*** Material provided ***

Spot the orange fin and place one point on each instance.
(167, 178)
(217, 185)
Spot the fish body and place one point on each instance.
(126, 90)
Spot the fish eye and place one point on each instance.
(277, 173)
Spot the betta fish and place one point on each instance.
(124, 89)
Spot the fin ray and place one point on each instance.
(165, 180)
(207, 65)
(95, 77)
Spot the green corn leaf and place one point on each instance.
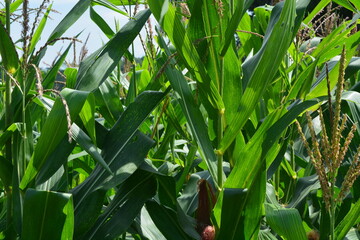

*** End of Material provided ***

> **Problem requirements**: Before answering, please find the line containing "Spot the fin" above, then copy exactly from it through the last line of the entries, both included, without pictures.

> **Task result**:
Spot the fin ray and place one point on each instance.
(165, 180)
(207, 65)
(95, 77)
Spot the green corn leaf and place one point on each instance.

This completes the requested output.